▶ **PROVIDED PASSAGE**:
+++

Eleanor's voice does all the seducing here, and it is a strange, wonderful instrument: formal to the point of Victorian, precise about bus routes and crossword conventions and the correct way to eat a meal deal, wholly unaware of how much pain it is organizing into neat sentences. She narrates her life the way a careful clerk files invoices. Work, Tesco, two bottles of vodka, a Wednesday phone call with Mummy, and then Monday again, a schedule she defends as complete because examining it would mean admitting what it is built to contain. Honeyman lets you laugh at the deadpan first. The horror arrives later, on a delay, when you begin to hear what the funny sentences are stepping around.
The novel starts moving when Eleanor and Raymond, the shambling IT man she initially catalogues by his poor footwear, help an elderly stranger who has collapsed on the pavement. Nothing about the rescue is dramatic. What follows is a chain of small, almost embarrassingly ordinary occasions, a hospital visit, a funeral, a lunch, an office leaving-do, and Honeyman's insight is that for someone like Eleanor each one is an expedition without a map. A scene where she buys her first computer, or submits to a haircut she describes like a medical procedure, carries more suspense than most thrillers manage, because the stakes are whether a person who has decided she is unlovable will let herself be seen. I read the chapter where someone simply calls her a lovely person twice, the second time to work out why my chest hurt.

+++

▶ **PROVIDED RECORDS**:
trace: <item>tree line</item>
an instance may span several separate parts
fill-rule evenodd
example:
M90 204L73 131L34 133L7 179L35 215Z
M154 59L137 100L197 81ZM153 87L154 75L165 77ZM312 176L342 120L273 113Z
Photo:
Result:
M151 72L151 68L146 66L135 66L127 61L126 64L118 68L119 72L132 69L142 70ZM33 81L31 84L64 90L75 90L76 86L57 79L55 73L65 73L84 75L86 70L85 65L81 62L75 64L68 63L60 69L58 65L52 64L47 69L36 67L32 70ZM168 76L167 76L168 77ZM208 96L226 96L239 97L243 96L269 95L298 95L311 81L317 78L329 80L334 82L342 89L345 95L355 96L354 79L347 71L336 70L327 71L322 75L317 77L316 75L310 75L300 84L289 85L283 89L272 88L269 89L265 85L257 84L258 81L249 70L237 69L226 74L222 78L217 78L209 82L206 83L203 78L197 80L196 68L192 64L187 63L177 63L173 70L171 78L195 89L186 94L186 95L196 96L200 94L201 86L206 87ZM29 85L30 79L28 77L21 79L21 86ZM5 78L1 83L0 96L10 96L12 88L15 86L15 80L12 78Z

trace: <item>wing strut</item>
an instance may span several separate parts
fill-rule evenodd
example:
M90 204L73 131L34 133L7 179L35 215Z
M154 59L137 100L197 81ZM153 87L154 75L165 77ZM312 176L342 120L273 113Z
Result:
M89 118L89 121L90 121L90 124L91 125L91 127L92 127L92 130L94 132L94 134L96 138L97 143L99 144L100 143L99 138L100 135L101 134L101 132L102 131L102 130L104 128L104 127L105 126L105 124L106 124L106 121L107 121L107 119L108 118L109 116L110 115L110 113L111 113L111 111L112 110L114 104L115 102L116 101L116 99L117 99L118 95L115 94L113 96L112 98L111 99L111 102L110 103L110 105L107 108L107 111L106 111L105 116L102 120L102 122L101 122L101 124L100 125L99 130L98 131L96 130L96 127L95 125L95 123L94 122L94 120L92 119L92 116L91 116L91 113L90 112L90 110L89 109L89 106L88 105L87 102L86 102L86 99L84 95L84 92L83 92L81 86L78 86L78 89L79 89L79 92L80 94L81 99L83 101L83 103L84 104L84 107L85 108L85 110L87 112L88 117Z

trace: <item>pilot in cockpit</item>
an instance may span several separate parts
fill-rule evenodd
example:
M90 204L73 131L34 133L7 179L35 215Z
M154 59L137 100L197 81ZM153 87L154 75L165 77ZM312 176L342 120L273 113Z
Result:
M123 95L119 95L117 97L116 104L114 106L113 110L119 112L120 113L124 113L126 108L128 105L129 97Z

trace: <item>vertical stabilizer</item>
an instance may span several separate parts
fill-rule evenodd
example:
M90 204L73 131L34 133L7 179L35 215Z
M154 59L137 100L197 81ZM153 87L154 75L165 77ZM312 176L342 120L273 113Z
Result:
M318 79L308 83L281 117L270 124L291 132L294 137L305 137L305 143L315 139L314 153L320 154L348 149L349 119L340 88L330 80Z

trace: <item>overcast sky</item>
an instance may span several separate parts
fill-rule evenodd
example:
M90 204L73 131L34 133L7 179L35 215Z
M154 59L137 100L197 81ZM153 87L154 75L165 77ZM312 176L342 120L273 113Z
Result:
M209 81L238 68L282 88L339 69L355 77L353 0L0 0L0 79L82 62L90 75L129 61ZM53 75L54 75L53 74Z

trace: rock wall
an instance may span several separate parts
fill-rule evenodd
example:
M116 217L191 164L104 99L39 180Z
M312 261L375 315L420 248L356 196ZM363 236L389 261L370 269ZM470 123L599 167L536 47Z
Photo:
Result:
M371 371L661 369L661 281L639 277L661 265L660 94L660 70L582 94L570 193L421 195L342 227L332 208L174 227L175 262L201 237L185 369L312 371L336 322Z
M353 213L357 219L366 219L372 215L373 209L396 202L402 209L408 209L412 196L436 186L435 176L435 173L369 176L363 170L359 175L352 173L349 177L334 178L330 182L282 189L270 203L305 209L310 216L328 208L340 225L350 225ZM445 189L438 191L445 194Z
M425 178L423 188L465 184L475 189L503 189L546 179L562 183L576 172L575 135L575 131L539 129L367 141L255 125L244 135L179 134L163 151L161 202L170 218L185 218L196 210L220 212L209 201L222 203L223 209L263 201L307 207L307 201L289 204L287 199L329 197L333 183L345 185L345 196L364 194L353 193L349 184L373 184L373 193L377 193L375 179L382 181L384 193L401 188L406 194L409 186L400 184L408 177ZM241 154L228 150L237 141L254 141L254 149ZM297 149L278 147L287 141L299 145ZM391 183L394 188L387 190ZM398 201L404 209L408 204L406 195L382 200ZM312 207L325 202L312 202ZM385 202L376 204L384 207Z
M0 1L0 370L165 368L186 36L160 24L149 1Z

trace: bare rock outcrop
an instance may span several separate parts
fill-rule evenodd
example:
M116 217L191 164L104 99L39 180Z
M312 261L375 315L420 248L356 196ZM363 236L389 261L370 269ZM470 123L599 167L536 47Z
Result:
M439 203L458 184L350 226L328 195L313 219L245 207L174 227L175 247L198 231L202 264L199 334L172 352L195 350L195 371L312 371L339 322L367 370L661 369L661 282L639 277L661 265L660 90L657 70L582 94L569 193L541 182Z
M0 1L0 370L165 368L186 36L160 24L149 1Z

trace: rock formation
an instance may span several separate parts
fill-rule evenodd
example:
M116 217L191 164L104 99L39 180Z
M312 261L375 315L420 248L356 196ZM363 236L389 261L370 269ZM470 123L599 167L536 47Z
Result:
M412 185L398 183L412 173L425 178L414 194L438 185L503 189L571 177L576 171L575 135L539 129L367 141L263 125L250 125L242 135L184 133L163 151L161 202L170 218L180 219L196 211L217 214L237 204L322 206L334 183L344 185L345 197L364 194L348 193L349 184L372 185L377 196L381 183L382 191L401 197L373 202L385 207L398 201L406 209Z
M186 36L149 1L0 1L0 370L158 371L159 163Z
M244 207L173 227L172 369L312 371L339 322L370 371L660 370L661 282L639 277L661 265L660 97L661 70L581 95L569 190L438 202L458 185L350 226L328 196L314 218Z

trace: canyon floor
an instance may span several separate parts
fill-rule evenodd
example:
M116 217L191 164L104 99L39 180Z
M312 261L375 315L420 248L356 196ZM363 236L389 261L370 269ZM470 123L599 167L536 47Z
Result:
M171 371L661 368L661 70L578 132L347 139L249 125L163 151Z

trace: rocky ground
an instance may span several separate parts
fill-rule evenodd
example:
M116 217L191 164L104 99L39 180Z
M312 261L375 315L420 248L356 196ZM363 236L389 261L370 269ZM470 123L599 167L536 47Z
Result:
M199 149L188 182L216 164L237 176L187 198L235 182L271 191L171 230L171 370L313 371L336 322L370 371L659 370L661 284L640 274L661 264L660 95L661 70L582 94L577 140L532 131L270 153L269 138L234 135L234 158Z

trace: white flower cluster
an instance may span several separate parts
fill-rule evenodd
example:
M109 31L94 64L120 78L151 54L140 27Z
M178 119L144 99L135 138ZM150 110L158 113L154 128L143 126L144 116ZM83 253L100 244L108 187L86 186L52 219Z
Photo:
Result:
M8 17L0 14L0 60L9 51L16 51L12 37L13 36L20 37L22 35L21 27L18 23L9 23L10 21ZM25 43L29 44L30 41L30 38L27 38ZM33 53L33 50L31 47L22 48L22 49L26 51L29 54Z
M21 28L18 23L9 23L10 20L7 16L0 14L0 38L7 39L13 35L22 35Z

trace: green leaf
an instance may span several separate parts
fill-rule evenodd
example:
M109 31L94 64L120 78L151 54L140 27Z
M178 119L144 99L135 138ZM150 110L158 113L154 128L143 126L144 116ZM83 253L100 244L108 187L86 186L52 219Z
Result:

+++

▶ **WORK TO BE COMPLETED**: Reproduce word for word the section of the book review that starts with "Eleanor's voice does" and continues through "are stepping around.".

▶ **REPLY**:
Eleanor's voice does all the seducing here, and it is a strange, wonderful instrument: formal to the point of Victorian, precise about bus routes and crossword conventions and the correct way to eat a meal deal, wholly unaware of how much pain it is organizing into neat sentences. She narrates her life the way a careful clerk files invoices. Work, Tesco, two bottles of vodka, a Wednesday phone call with Mummy, and then Monday again, a schedule she defends as complete because examining it would mean admitting what it is built to contain. Honeyman lets you laugh at the deadpan first. The horror arrives later, on a delay, when you begin to hear what the funny sentences are stepping around.